§ Passage shown
# Experience with GM's OEM Air Intake?



## sh4hid (Aug 24, 2020)

*1.4L Cold Air Intake System that I am referring to.*

I was just wondering if anyone had any experience with GM's OEM Air Intake. I was personally going to just order an AEM/K&N air intake and do a BNR tune myself, but due to to studying I don't have the time to set aside to learn how to install it so I was just going to take a shortcut and have the dealership do it for me. I know GM's air intake includes a tune so that's why I just wanted to know if it was worth doing that.


----------



## pandrad61 (Jul 8, 2015)

The fact that it has a built in snorkel built in to suck fresh air vs engine bay air shows they put some good thought into it. It’s maybe 100 more then K&N but looks so **** good I’d go GM in this one. Not a fan how it’s that rubbed looking plastic into the turbo for a small section but I’d so get it. I’d replace the hose for the box to to turbo but otherwise I love it.

gm ones are designed to be drop in easy. If you can assemble ikea you’re more then qualified to do the install. It’s super super easy.


----------



## Thebigzeus (Dec 2, 2018)

The GM tune will be nothing like the BNR tune, just saying.


----------



## pandrad61 (Jul 8, 2015)

Thebigzeus said:


> The GM tune will be nothing like the BNR tune, just saying.


Absolutely agreed. GM is know for being a nanny about AF ratios and they end of the day ride in excessively safe due to warranty claims. If under warranty I get using their tune since it’s an improvement but won’t void warranty but BNR or such will be way better.


----------



## TheNightFallsGray98 (Aug 4, 2020)

Did it the previous weekend. Couple of beers, some shade, and the time will fly by.


----------



## Shroomie (Jan 16, 2017)

sh4hid said:


> *1.4L Cold Air Intake System that I am referring to.*
> 
> I was just wondering if anyone had any experience with GM's OEM Air Intake. I was personally going to just order an AEM/K&N air intake and do a BNR tune myself, but due to to studying I don't have the time to set aside to learn how to install it so I was just going to take a shortcut and have the dealership do it for me. I know GM's air intake includes a tune so that's why I just wanted to know if it was worth doing that.

§ Material
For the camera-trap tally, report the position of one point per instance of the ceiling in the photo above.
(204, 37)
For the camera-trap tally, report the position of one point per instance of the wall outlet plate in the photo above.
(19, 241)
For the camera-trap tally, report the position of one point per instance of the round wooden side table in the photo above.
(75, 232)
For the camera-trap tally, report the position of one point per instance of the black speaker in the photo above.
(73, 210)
* * *
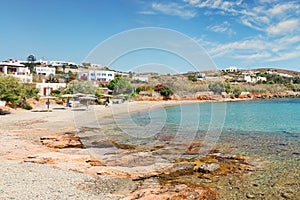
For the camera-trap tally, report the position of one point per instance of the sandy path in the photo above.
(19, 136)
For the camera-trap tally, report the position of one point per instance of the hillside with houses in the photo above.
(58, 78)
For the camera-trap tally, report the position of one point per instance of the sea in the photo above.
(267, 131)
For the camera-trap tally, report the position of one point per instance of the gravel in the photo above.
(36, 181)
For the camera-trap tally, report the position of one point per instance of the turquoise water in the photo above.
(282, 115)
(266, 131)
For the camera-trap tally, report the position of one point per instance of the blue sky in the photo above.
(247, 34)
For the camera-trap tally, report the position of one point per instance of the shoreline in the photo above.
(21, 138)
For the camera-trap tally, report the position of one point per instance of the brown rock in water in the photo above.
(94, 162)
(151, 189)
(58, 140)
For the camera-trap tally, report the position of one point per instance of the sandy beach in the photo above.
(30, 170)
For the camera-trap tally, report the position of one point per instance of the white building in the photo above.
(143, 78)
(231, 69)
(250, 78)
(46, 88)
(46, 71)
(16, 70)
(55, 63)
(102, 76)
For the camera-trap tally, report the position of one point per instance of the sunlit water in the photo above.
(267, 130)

§ Task objective
Please answer from the forum thread on GM's air intake above: what feature does pandrad61 say lets the GM intake draw fresh air rather than engine bay air?

§ Written answer
A built-in snorkel.